What you are asked to do >>
Lines from the one containing "Exercise. Spot the long" through the last line of the data are to be repeated word for word, both ends included.

Given information >>
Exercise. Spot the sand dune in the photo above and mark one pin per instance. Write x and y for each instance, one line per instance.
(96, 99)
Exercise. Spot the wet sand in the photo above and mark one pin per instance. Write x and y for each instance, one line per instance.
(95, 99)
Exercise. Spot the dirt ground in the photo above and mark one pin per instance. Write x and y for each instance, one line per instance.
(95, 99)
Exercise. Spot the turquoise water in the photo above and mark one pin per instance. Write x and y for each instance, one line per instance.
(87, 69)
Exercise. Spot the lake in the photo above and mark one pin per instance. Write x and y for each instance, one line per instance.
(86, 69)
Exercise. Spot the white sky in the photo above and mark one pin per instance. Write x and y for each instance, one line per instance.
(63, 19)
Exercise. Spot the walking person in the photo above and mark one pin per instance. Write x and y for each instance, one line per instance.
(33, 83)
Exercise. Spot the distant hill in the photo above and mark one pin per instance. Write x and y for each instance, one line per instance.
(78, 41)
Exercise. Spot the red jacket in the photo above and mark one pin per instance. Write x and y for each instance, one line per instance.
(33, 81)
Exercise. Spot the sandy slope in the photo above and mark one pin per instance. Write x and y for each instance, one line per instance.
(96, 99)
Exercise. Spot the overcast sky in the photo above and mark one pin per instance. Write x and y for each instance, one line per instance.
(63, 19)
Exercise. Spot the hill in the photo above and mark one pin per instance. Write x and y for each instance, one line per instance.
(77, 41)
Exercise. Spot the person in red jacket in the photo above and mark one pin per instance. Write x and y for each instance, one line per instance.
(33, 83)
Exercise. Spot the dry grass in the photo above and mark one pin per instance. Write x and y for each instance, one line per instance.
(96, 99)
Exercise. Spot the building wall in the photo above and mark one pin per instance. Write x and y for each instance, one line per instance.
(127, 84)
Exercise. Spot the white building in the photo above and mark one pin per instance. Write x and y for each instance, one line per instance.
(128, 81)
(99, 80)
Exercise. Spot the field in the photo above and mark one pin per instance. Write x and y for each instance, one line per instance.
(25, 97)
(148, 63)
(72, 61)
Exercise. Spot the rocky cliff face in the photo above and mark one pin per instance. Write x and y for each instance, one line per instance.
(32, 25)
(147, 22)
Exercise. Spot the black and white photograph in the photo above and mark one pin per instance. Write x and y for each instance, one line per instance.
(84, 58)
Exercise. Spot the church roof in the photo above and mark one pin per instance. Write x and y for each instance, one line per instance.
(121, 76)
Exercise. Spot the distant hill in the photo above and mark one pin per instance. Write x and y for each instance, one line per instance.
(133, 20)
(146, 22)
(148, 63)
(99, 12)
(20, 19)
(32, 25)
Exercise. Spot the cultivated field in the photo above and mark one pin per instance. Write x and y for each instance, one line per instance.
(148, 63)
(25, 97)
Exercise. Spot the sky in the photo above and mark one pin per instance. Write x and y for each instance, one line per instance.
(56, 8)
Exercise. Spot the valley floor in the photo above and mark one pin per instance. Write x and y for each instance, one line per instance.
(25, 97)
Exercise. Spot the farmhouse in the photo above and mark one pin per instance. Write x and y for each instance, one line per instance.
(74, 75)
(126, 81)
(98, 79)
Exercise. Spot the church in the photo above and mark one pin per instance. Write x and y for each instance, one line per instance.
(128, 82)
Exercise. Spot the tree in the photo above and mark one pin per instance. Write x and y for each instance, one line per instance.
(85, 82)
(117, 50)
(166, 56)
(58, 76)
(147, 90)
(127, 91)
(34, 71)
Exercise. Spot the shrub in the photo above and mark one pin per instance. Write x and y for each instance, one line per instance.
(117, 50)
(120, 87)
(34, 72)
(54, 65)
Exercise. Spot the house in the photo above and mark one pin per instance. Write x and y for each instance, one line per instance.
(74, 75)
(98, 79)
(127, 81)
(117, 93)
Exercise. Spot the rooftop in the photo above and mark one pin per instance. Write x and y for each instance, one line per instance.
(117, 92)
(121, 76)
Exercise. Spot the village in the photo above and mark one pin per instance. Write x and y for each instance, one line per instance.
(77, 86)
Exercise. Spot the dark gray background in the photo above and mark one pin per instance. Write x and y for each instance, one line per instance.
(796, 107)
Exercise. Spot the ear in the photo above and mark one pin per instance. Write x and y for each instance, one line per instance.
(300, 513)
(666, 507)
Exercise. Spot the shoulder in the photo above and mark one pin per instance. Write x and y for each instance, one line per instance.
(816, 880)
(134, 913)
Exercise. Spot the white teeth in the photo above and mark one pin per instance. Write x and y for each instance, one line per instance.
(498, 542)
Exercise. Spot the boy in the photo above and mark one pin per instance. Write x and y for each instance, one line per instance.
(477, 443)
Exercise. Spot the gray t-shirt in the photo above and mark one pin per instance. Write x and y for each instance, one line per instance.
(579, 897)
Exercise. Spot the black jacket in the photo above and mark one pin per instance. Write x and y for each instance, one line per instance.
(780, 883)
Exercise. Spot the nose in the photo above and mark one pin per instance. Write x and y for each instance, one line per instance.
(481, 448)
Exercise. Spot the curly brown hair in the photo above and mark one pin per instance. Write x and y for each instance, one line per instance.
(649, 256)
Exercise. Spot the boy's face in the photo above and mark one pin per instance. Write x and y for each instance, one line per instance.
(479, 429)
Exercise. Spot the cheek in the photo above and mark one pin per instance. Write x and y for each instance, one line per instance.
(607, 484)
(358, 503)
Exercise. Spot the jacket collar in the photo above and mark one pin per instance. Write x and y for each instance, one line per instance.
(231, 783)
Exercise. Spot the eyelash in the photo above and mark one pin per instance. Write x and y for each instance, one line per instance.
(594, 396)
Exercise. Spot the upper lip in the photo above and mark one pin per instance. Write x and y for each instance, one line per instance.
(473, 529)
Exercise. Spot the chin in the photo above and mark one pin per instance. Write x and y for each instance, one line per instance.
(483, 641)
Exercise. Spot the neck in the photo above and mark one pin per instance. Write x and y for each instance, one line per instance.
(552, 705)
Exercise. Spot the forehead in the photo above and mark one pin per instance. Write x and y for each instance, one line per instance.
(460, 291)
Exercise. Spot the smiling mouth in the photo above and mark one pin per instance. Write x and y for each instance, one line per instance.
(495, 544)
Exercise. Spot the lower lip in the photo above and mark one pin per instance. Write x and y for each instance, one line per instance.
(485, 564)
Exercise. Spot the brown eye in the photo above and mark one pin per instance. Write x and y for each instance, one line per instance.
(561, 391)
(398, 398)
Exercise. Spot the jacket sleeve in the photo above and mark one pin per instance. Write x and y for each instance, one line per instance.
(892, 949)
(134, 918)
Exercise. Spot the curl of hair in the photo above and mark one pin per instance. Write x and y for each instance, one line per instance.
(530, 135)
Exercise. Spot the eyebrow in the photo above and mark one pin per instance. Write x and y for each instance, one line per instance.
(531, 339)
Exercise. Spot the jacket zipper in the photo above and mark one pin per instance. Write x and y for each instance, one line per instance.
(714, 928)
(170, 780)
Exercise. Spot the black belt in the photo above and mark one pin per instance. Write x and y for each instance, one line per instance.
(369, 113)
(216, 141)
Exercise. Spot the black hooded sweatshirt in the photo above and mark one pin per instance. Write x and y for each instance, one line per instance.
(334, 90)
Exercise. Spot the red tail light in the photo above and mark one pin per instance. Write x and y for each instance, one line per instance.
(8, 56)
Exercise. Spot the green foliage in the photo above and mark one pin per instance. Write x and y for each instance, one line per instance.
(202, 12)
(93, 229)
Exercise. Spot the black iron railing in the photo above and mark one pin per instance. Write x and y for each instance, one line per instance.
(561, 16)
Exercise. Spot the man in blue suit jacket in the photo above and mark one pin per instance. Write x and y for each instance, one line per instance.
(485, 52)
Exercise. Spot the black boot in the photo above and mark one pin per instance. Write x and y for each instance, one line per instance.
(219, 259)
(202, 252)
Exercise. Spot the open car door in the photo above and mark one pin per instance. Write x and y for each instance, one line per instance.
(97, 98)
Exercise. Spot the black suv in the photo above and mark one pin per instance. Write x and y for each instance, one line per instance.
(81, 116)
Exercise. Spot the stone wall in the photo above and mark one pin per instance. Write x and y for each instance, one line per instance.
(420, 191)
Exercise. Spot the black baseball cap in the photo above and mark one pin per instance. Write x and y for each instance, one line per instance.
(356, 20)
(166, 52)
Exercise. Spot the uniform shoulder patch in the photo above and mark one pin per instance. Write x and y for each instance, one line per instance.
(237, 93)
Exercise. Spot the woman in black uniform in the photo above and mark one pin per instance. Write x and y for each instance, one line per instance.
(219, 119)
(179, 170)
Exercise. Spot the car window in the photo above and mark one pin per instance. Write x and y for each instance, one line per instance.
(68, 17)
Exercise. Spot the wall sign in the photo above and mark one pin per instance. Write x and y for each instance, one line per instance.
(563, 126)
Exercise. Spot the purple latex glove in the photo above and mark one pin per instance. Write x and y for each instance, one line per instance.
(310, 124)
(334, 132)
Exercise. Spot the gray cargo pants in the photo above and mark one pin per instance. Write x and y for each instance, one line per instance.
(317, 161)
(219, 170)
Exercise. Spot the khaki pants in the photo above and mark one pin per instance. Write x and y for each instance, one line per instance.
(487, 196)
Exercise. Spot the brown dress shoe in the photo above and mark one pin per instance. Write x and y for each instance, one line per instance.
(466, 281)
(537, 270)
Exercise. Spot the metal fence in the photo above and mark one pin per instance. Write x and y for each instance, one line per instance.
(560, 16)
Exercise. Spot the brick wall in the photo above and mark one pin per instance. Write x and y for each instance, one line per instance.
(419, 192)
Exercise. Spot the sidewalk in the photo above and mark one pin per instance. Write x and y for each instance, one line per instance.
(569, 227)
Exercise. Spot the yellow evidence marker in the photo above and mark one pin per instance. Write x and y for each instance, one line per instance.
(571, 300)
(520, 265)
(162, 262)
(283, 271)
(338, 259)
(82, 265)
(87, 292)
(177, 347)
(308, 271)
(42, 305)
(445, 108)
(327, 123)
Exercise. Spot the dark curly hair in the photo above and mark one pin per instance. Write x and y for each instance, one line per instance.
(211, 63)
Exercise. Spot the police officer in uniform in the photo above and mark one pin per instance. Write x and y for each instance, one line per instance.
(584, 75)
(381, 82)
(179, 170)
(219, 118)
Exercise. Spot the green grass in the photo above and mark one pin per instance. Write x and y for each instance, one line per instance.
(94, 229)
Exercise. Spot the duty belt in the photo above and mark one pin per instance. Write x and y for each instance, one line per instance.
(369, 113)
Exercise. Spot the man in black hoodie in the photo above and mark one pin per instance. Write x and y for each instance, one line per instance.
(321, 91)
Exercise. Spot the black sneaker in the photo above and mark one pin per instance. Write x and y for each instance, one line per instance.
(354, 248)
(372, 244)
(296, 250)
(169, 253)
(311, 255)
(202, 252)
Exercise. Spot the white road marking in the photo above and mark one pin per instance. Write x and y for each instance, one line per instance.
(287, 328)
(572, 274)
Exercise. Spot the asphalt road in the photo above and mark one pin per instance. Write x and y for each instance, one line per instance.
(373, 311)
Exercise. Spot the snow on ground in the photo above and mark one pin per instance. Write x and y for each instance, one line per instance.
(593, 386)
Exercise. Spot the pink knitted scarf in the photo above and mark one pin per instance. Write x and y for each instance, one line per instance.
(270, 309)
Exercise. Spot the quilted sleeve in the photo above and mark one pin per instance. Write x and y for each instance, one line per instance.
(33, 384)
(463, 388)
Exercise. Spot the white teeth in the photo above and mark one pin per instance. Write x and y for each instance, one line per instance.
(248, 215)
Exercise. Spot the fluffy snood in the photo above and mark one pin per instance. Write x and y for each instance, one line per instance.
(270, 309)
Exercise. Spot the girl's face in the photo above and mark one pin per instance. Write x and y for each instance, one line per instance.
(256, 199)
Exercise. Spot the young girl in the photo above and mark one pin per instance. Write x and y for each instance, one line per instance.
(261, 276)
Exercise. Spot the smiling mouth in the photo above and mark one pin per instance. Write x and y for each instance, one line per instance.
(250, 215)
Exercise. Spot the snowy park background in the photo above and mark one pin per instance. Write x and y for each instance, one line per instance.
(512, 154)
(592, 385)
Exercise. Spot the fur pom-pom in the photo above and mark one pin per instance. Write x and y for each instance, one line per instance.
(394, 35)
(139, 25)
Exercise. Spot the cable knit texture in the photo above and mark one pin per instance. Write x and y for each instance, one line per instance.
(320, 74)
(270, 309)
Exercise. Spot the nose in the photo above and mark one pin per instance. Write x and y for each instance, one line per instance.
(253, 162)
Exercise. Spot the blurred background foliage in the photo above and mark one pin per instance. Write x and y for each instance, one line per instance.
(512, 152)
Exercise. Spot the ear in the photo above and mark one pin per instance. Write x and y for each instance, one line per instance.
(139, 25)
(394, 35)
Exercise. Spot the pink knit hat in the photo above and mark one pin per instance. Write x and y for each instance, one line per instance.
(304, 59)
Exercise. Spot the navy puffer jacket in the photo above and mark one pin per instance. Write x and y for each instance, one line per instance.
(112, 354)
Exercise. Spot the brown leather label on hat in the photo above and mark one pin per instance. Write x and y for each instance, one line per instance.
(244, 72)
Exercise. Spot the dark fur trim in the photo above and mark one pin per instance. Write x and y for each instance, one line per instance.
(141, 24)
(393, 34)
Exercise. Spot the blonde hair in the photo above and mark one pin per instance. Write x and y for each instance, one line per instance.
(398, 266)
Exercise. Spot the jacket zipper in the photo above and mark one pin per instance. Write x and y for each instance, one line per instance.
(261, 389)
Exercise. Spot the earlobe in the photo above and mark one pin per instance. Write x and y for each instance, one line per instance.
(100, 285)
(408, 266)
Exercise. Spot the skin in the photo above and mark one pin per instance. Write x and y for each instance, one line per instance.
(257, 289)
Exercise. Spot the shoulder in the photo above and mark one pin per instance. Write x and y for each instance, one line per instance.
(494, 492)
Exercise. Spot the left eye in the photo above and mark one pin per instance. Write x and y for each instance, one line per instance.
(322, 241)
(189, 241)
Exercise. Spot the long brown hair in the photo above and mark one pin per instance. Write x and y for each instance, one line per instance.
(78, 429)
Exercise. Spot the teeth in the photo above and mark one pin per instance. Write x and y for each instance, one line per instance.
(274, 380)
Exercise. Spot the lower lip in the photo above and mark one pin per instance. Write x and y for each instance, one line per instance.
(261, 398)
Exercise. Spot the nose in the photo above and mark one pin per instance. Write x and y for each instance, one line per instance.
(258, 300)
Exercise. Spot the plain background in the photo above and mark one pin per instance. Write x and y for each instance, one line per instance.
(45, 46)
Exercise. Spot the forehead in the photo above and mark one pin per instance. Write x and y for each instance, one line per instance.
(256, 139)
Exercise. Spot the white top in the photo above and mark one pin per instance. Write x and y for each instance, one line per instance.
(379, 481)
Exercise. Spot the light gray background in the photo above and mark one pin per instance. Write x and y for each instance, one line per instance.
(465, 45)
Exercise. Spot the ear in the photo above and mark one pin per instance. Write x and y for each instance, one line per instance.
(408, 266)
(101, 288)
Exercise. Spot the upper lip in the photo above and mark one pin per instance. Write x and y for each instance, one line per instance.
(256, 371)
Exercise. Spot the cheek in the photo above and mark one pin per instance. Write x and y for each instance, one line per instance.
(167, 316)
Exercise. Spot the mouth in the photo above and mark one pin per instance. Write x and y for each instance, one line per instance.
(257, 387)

Exercise response >>
Exercise. Spot the long brown hair in the photo above and mark one pin per instance. Write x and y for each instance, one line per instance.
(78, 429)
Exercise. Spot the teeth in the photo above and mark one pin per instance. Write x and y for each instance, one line per instance.
(274, 380)
Exercise. Spot the lower lip in the photo above and mark one pin per instance. Write x and y for each instance, one line per instance.
(261, 398)
Exercise. Spot the nose in the photo above and mark one pin per instance. Write x and y for each instance, one line per instance.
(258, 300)
Exercise. Spot the plain background in the photo above and mark one pin per instance. Write x and y for each instance, one line per instance.
(45, 46)
Exercise. Spot the forehead in the photo above and mark one pin per instance. Write x and y for each instance, one line per instance.
(256, 139)
Exercise. Spot the white top in the photo above and mark one pin per instance. Write x and y for each instance, one line per instance.
(379, 481)
Exercise. Spot the light gray background in the photo above and mark one pin per instance. Write x and y for each instance, one line per instance.
(465, 45)
Exercise. Spot the ear in the photo above and mark one pin per instance. Write x and y for each instance, one line per instance.
(408, 266)
(101, 288)
Exercise. Spot the upper lip in the photo above and mark one pin per instance. Write x and y for each instance, one line per instance.
(256, 371)
Exercise. Spot the cheek in the photo above and mark one pin per instance. Write x and y for each instance, one line per instance.
(167, 316)
Exercise. Spot the mouth in the photo above and mark one pin per instance. Write x and y for each instance, one line per instance.
(257, 387)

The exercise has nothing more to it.